EXERCISE:
Please update the part of the material that opens with the line containing "Which spot sits on each instance of the girl's eyebrow" and closes with the line containing "x=178 y=204", replacing "teal shirt" with "green shirt" and leaving everything else unchanged. Return only those lines.

INFORMATION SHOWN:
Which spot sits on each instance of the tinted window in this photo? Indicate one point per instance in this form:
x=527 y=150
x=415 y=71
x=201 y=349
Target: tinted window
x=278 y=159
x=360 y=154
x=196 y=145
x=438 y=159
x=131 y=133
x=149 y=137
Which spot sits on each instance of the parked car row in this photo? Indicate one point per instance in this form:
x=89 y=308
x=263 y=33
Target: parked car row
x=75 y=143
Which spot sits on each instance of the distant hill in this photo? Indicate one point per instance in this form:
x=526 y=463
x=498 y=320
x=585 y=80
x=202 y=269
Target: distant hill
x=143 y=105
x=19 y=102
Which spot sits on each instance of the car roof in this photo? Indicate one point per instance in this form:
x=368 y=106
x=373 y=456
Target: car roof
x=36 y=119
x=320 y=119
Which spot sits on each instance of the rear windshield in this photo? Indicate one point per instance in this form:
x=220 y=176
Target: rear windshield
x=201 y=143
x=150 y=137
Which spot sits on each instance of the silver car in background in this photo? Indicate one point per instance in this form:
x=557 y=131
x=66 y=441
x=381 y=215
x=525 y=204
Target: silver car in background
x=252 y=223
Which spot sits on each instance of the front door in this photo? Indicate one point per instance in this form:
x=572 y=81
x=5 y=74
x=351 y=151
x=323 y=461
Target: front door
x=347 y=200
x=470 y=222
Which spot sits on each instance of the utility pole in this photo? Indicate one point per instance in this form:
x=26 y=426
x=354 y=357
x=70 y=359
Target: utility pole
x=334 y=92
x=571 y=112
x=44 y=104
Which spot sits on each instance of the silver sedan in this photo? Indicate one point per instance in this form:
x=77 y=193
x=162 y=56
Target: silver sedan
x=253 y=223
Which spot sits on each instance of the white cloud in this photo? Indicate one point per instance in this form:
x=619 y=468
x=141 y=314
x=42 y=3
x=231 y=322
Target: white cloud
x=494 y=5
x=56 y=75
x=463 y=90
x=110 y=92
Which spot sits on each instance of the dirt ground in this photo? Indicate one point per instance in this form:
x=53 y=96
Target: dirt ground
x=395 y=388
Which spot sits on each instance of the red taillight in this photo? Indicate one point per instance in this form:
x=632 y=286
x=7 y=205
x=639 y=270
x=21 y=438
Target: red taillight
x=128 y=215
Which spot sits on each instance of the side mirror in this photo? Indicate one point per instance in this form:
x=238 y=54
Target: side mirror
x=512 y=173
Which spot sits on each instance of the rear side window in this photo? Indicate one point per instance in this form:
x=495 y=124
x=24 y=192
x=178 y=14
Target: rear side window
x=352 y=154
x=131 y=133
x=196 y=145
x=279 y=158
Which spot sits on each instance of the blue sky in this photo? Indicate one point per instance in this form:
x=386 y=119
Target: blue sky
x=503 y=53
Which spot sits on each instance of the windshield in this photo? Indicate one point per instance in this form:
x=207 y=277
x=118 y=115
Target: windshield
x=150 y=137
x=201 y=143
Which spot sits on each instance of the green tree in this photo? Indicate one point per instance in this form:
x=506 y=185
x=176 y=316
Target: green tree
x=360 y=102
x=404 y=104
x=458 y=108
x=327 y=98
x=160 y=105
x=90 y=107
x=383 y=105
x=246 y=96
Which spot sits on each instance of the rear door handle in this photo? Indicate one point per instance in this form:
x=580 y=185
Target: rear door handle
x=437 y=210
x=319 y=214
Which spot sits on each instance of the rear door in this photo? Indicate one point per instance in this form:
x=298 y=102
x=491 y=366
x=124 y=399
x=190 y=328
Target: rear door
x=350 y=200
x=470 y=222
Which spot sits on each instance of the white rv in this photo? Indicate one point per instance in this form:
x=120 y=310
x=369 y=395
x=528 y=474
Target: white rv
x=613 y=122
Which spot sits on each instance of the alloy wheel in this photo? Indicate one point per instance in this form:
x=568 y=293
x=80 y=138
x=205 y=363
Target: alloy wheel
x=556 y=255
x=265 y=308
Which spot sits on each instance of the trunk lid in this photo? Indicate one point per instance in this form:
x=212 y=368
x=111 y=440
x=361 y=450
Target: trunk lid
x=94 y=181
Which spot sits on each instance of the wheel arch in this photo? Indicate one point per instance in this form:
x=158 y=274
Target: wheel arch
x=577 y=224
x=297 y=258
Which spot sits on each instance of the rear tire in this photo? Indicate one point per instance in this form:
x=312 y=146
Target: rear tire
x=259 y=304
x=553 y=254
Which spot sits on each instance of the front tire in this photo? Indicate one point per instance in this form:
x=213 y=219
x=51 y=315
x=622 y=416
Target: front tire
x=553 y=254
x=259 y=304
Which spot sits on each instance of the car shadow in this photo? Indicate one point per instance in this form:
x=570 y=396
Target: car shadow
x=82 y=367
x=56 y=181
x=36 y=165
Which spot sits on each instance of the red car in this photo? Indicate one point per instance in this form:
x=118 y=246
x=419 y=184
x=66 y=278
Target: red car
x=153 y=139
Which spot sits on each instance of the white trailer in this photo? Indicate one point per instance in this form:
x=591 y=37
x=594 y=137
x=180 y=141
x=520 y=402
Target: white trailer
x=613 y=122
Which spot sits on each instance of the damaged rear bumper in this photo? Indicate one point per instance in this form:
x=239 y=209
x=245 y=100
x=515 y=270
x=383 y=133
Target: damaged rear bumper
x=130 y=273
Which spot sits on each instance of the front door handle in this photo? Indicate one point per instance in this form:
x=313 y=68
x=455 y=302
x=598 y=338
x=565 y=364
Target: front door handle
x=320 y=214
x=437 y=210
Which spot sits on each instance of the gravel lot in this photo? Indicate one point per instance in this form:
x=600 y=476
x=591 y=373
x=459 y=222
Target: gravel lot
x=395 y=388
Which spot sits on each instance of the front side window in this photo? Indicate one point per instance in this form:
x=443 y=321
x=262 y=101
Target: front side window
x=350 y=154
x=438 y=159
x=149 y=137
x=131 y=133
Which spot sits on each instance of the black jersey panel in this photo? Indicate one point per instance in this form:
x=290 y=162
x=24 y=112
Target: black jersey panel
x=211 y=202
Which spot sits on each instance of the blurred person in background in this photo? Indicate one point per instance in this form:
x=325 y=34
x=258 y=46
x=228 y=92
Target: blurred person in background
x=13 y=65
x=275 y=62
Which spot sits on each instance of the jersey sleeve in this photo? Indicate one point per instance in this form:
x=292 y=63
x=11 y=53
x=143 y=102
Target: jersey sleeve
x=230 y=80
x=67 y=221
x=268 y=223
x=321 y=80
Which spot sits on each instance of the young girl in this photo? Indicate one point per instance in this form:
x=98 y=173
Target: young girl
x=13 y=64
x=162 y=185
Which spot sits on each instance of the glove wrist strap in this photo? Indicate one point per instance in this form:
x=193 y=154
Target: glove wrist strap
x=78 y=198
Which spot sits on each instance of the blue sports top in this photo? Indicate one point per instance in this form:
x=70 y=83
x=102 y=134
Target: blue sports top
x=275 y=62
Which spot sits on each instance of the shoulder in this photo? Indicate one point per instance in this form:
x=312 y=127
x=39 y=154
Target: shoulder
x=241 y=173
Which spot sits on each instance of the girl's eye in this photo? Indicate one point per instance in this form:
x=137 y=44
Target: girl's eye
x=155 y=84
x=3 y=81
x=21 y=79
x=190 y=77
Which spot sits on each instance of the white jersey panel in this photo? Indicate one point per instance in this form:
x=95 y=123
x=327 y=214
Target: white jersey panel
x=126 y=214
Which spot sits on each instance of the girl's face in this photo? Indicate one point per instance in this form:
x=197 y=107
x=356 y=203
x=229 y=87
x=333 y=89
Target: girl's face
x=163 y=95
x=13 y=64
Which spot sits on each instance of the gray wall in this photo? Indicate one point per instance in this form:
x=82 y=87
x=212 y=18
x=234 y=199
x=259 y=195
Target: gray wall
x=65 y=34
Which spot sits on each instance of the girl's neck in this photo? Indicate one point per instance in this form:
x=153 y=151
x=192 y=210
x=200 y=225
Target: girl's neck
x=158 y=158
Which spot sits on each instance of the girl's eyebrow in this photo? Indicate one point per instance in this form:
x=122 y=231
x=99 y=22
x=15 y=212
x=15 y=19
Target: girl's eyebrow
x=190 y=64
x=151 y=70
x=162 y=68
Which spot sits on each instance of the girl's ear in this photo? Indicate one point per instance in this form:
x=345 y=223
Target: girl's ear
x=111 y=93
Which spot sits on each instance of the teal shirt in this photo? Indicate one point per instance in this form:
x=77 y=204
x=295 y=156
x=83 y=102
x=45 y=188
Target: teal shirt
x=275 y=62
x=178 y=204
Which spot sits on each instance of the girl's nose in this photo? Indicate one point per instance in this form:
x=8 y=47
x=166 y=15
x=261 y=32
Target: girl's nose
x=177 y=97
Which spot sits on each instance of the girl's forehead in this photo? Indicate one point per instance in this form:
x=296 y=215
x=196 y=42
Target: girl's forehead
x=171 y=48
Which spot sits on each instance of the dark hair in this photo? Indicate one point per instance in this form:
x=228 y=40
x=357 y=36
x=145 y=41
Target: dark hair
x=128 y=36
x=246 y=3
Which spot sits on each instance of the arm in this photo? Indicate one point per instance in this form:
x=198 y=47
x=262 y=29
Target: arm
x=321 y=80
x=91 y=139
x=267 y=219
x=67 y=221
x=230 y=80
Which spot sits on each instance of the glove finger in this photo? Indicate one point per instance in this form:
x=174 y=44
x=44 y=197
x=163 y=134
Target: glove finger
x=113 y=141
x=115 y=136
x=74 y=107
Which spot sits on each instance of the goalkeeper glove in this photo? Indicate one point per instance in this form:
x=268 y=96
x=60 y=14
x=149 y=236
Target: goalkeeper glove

TASK SOLUTION:
Which spot sits on each instance of the girl's eyebrow in this photo? Indicate one point per instance in this form:
x=122 y=231
x=99 y=22
x=15 y=212
x=15 y=19
Target: girl's eyebrow
x=190 y=64
x=151 y=70
x=162 y=68
Which spot sits on each instance of the girl's ear in this photo? Indicate one point per instance in this form:
x=345 y=223
Target: girl's ear
x=111 y=93
Which spot sits on each instance of the green shirt in this photo? Indicate one point per instance in this form:
x=77 y=204
x=295 y=156
x=83 y=102
x=45 y=188
Target: green shirt
x=275 y=62
x=178 y=204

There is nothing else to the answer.